=== WORK TO BE COMPLETED ===
How many lines of the rows below contain the string "grey"? Reply with the number alone.

▼

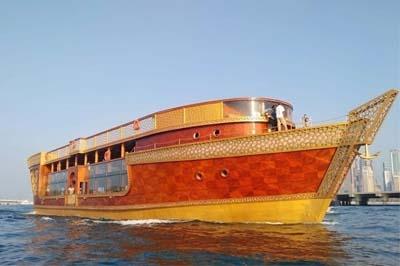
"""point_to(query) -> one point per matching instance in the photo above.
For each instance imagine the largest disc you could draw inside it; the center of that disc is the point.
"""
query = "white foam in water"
(329, 223)
(138, 222)
(47, 219)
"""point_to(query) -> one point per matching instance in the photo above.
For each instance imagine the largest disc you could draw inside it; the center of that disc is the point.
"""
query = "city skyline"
(363, 176)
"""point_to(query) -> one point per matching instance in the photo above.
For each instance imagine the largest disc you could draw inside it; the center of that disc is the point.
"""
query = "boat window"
(243, 108)
(268, 107)
(56, 183)
(108, 177)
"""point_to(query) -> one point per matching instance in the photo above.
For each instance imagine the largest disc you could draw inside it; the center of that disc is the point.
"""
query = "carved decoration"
(292, 140)
(364, 123)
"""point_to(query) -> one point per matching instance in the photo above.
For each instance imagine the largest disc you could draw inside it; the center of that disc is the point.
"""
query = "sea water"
(349, 235)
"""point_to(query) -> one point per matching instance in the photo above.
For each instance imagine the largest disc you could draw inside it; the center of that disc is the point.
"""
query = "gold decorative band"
(188, 203)
(285, 141)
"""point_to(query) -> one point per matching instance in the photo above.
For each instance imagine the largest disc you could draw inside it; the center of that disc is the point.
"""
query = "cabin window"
(107, 177)
(56, 183)
(196, 135)
(243, 108)
(253, 108)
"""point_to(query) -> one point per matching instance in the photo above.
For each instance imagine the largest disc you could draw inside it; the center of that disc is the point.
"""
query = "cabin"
(95, 166)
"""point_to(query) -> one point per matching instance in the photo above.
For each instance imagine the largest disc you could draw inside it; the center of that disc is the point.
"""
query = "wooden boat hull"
(277, 211)
(275, 177)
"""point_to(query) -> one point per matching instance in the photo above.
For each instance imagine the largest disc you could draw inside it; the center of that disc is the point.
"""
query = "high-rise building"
(367, 172)
(387, 177)
(395, 161)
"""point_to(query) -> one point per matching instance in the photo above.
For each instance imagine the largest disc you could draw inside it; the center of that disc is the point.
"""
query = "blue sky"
(73, 68)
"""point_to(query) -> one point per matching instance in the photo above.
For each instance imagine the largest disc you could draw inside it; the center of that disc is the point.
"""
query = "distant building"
(395, 163)
(367, 172)
(387, 177)
(346, 187)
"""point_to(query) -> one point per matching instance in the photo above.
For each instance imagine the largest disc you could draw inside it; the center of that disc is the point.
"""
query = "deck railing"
(202, 114)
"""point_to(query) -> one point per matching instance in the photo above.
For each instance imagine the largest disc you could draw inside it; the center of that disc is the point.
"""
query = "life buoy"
(107, 155)
(136, 125)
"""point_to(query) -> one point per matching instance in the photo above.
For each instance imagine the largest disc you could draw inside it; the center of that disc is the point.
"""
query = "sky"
(70, 69)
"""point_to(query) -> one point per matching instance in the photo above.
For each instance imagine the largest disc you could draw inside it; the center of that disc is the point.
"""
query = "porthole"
(216, 132)
(224, 173)
(199, 176)
(196, 135)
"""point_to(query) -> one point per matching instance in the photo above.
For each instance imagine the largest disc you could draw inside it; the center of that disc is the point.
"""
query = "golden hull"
(280, 211)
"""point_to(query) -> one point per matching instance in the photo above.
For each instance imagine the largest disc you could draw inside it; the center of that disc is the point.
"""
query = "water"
(349, 235)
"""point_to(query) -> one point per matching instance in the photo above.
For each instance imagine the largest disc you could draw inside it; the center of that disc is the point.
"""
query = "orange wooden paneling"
(257, 175)
(206, 133)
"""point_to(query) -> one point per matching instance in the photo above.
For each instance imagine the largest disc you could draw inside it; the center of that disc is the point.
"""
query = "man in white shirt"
(279, 117)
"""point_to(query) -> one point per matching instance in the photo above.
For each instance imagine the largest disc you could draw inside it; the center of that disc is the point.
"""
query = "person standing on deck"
(279, 117)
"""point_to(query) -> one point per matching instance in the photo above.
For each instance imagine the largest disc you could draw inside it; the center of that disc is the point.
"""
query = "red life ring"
(136, 125)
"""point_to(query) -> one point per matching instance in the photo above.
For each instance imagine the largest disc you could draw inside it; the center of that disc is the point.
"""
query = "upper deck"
(245, 109)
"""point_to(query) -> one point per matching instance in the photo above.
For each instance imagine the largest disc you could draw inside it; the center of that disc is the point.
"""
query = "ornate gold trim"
(285, 141)
(364, 122)
(189, 203)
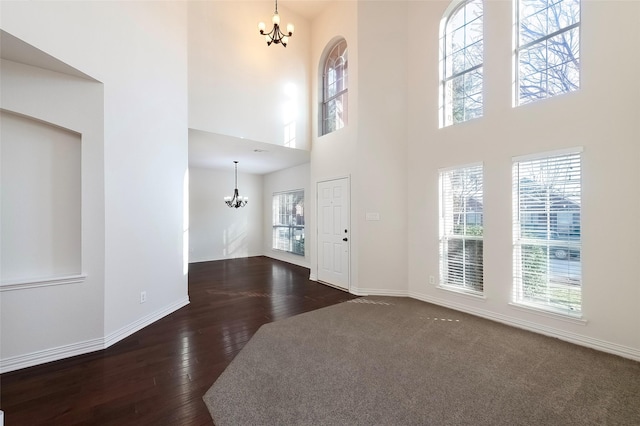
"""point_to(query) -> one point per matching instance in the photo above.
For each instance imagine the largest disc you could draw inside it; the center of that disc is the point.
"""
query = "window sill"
(22, 284)
(574, 319)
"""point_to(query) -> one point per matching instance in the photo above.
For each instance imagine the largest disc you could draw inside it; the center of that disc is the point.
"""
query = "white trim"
(547, 154)
(574, 319)
(452, 289)
(379, 292)
(597, 344)
(49, 355)
(463, 166)
(25, 283)
(141, 323)
(87, 346)
(349, 226)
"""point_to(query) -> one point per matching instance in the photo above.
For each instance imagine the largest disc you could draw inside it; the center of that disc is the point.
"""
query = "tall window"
(548, 48)
(288, 221)
(461, 64)
(461, 229)
(546, 231)
(334, 89)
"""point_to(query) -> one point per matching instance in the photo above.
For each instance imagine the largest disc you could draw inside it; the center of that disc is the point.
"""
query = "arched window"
(461, 82)
(334, 88)
(548, 49)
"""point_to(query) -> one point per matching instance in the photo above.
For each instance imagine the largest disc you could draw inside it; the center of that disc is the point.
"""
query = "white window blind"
(288, 221)
(461, 229)
(547, 233)
(548, 50)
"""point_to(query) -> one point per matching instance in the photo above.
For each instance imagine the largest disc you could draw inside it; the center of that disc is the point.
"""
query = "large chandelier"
(276, 35)
(236, 201)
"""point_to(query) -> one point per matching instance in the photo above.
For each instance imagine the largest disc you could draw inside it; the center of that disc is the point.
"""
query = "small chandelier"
(276, 35)
(236, 201)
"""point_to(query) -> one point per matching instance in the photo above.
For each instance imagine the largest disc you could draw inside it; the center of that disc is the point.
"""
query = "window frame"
(447, 234)
(341, 95)
(519, 99)
(292, 227)
(563, 296)
(446, 98)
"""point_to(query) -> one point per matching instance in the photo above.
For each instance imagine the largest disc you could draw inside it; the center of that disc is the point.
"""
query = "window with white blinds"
(547, 194)
(288, 221)
(461, 229)
(461, 59)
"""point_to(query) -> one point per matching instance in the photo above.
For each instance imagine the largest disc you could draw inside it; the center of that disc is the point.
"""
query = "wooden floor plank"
(158, 375)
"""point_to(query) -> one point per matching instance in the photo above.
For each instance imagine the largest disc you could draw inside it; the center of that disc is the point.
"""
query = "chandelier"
(276, 35)
(236, 201)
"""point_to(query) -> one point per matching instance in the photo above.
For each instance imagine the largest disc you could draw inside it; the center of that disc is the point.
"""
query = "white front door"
(333, 232)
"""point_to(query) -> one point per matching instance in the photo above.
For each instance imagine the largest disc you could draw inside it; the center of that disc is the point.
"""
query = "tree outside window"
(334, 89)
(461, 229)
(547, 233)
(548, 48)
(462, 63)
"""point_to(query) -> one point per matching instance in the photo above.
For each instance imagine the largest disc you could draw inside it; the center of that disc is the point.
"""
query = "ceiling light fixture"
(276, 35)
(236, 201)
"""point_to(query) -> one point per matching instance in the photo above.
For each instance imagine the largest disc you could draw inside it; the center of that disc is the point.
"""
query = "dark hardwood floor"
(158, 375)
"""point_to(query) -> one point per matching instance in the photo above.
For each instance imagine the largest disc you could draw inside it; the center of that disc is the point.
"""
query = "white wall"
(72, 309)
(602, 117)
(289, 179)
(239, 86)
(372, 148)
(334, 155)
(380, 182)
(41, 193)
(216, 230)
(138, 50)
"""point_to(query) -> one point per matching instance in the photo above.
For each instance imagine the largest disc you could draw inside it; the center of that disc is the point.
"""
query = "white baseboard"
(597, 344)
(379, 292)
(48, 355)
(81, 348)
(129, 329)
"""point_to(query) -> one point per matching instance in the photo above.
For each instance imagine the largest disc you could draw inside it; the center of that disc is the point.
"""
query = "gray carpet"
(399, 361)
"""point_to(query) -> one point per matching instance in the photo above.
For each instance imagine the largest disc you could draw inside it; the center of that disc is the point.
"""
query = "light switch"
(373, 216)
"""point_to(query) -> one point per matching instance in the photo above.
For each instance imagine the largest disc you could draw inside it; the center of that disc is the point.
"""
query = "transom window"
(461, 63)
(288, 221)
(334, 89)
(548, 48)
(546, 232)
(461, 229)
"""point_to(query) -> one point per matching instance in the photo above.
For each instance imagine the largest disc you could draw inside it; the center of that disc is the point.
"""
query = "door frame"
(317, 226)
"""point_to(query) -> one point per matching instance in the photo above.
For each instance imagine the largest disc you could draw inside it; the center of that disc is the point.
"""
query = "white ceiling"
(206, 149)
(216, 151)
(15, 50)
(308, 9)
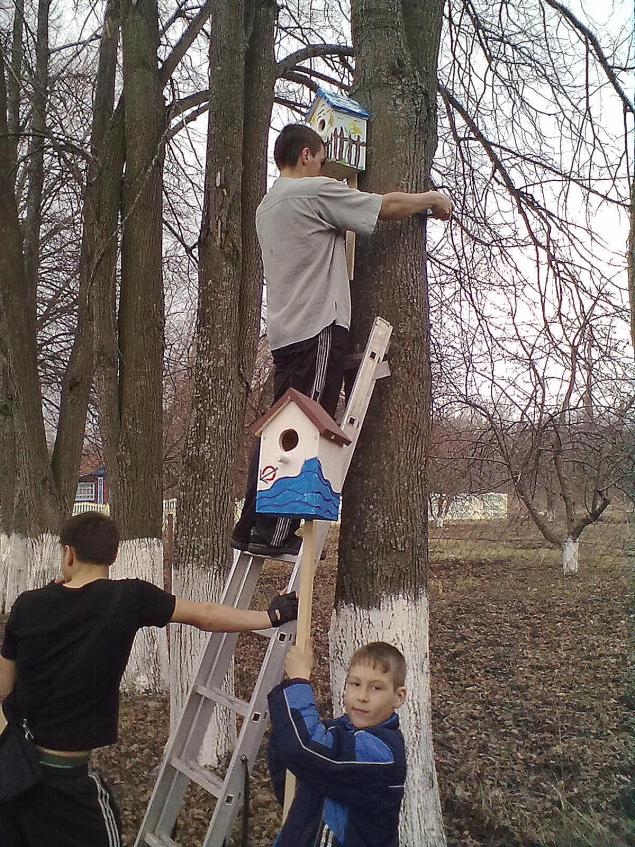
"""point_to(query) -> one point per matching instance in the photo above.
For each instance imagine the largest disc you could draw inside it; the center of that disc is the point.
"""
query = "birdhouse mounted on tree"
(342, 123)
(300, 468)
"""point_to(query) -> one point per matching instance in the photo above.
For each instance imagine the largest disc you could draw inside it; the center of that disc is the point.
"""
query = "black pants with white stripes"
(70, 807)
(314, 367)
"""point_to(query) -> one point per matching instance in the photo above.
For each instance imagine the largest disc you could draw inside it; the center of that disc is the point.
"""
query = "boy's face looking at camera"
(374, 684)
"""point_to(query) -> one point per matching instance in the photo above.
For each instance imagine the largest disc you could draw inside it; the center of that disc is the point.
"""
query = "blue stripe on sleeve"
(298, 695)
(335, 817)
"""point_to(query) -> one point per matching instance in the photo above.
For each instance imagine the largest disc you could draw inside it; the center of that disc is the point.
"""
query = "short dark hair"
(93, 536)
(291, 142)
(384, 656)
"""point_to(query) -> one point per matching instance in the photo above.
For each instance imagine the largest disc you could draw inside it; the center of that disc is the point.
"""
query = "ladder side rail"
(170, 786)
(371, 368)
(250, 737)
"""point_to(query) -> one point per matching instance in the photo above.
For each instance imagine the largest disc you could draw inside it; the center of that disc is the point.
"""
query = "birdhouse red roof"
(320, 418)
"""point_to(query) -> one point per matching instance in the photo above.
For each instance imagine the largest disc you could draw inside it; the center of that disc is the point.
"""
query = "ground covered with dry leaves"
(532, 705)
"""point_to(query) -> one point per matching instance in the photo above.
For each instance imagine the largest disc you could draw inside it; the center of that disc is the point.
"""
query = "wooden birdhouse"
(342, 123)
(301, 466)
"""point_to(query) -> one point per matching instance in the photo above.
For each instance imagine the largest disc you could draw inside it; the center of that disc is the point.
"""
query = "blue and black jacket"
(350, 781)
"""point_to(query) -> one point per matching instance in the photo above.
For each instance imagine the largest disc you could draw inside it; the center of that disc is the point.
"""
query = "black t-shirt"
(77, 710)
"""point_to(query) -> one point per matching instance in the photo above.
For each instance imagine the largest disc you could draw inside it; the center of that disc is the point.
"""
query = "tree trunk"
(78, 375)
(381, 587)
(631, 261)
(133, 410)
(7, 466)
(242, 76)
(570, 556)
(37, 506)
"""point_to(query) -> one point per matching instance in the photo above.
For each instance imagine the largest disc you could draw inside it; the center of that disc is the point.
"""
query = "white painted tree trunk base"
(5, 547)
(28, 563)
(570, 563)
(44, 560)
(186, 646)
(402, 622)
(147, 669)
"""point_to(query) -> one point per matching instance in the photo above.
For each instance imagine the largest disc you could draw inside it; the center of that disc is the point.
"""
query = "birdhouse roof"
(320, 419)
(339, 102)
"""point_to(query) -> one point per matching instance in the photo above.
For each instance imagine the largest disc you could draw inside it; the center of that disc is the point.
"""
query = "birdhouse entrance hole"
(289, 439)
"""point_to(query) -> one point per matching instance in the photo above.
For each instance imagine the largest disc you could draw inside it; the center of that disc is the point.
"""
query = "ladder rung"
(158, 840)
(201, 776)
(223, 699)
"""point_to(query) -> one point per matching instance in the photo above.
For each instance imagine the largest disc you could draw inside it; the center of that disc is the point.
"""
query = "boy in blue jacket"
(350, 771)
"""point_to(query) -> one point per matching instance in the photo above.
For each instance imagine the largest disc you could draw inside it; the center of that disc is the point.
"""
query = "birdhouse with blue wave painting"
(341, 123)
(301, 464)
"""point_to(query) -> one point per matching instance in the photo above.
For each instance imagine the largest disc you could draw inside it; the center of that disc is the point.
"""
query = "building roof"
(320, 419)
(97, 472)
(339, 102)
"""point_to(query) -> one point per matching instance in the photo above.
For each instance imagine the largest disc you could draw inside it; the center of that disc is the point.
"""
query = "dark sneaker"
(289, 547)
(239, 543)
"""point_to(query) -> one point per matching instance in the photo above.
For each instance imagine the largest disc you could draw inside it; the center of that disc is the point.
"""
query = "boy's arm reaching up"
(339, 763)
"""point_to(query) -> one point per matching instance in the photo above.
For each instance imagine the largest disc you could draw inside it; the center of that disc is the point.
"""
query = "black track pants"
(70, 807)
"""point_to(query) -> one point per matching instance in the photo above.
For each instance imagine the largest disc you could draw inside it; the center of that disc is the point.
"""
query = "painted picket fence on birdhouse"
(341, 123)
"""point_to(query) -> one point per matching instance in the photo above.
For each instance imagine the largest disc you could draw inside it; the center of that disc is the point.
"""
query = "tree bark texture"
(138, 485)
(383, 541)
(38, 502)
(39, 100)
(242, 77)
(78, 375)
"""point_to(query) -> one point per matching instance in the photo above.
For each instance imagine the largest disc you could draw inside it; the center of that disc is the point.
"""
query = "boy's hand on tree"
(299, 663)
(440, 205)
(283, 608)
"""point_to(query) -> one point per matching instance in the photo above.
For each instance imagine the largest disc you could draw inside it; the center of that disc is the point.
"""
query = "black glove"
(283, 608)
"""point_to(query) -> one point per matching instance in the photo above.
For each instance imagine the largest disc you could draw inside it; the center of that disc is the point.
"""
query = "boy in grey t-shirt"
(301, 225)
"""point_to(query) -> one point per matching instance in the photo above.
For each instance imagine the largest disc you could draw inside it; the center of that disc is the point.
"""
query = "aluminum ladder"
(180, 765)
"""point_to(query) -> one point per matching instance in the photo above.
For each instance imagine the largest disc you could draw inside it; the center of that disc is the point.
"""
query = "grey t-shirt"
(301, 227)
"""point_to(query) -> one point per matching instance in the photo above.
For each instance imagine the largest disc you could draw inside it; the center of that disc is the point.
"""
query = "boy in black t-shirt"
(63, 655)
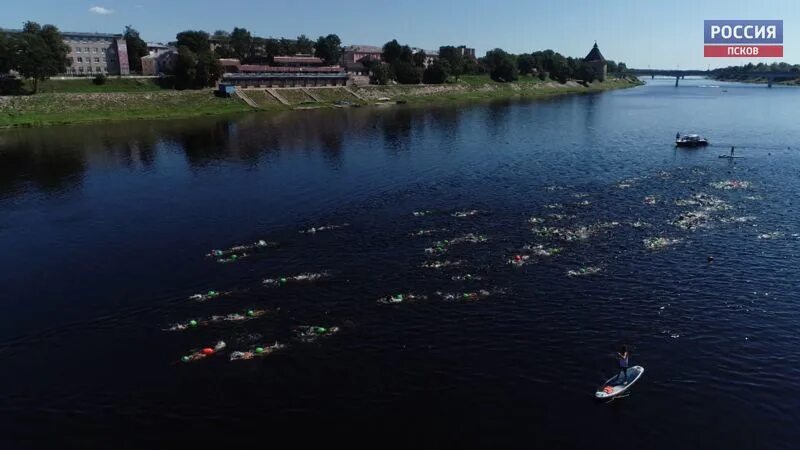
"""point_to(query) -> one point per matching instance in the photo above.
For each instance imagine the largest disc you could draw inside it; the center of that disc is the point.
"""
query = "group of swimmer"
(304, 334)
(250, 314)
(301, 278)
(237, 252)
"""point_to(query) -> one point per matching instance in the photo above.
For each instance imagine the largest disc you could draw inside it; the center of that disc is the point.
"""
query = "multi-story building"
(160, 59)
(430, 55)
(96, 53)
(93, 53)
(466, 51)
(354, 56)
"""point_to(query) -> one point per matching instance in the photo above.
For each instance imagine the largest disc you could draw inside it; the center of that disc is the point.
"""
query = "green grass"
(264, 100)
(85, 85)
(482, 89)
(331, 95)
(295, 96)
(133, 99)
(53, 109)
(479, 80)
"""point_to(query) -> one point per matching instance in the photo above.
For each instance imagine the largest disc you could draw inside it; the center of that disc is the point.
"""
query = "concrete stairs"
(248, 100)
(277, 96)
(312, 95)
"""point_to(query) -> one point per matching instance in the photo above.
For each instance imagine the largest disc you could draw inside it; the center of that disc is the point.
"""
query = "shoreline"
(67, 108)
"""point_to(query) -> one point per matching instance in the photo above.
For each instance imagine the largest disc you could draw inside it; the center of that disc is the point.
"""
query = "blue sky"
(664, 34)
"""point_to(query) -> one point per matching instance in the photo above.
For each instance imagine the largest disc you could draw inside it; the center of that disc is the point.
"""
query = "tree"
(406, 73)
(208, 71)
(380, 73)
(137, 48)
(525, 64)
(39, 53)
(6, 52)
(392, 51)
(241, 43)
(585, 72)
(185, 68)
(436, 73)
(329, 48)
(501, 66)
(420, 58)
(286, 47)
(559, 68)
(304, 45)
(456, 61)
(406, 55)
(196, 41)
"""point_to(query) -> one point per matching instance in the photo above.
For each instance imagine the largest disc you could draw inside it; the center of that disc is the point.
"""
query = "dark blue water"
(104, 228)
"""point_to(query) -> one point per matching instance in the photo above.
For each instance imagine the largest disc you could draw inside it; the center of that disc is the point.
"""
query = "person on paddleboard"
(622, 357)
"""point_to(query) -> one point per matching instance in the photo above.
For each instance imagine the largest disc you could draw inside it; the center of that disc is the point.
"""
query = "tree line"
(249, 49)
(399, 63)
(744, 72)
(36, 53)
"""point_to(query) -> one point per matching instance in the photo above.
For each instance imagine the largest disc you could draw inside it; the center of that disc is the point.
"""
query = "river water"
(105, 228)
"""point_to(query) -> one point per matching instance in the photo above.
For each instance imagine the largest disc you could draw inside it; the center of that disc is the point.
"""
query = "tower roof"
(594, 54)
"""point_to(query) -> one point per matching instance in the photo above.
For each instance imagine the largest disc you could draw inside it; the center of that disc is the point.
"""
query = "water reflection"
(37, 164)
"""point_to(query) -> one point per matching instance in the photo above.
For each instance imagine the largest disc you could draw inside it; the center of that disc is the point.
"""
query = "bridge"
(680, 74)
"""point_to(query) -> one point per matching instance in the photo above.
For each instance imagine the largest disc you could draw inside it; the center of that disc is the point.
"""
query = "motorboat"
(690, 140)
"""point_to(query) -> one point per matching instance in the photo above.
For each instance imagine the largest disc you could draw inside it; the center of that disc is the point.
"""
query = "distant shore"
(78, 101)
(792, 82)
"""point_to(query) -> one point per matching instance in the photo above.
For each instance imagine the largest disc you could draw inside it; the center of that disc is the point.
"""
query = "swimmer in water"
(465, 296)
(197, 355)
(466, 277)
(312, 333)
(257, 352)
(235, 317)
(208, 296)
(314, 230)
(463, 214)
(440, 264)
(239, 251)
(400, 298)
(302, 278)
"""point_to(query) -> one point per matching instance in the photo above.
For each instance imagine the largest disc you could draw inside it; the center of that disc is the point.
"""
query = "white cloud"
(100, 10)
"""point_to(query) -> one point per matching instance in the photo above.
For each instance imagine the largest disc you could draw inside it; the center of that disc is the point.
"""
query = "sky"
(665, 34)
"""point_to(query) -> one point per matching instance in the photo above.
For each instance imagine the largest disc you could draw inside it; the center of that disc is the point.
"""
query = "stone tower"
(598, 63)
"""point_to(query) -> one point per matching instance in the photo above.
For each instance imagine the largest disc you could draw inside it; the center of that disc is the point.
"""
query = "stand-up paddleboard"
(617, 384)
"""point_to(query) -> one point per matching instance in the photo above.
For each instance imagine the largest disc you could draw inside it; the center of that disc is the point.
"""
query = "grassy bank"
(81, 101)
(481, 88)
(56, 108)
(760, 80)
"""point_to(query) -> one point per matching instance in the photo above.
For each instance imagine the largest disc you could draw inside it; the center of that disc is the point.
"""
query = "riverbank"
(69, 102)
(759, 80)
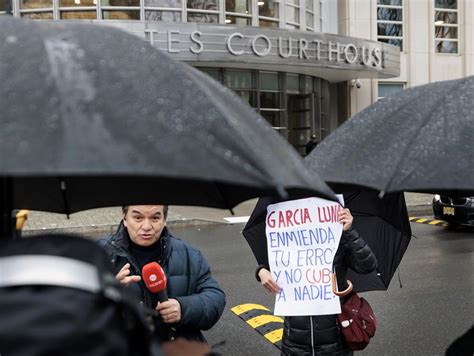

▲

=== WRITTEN SOLUTION ===
2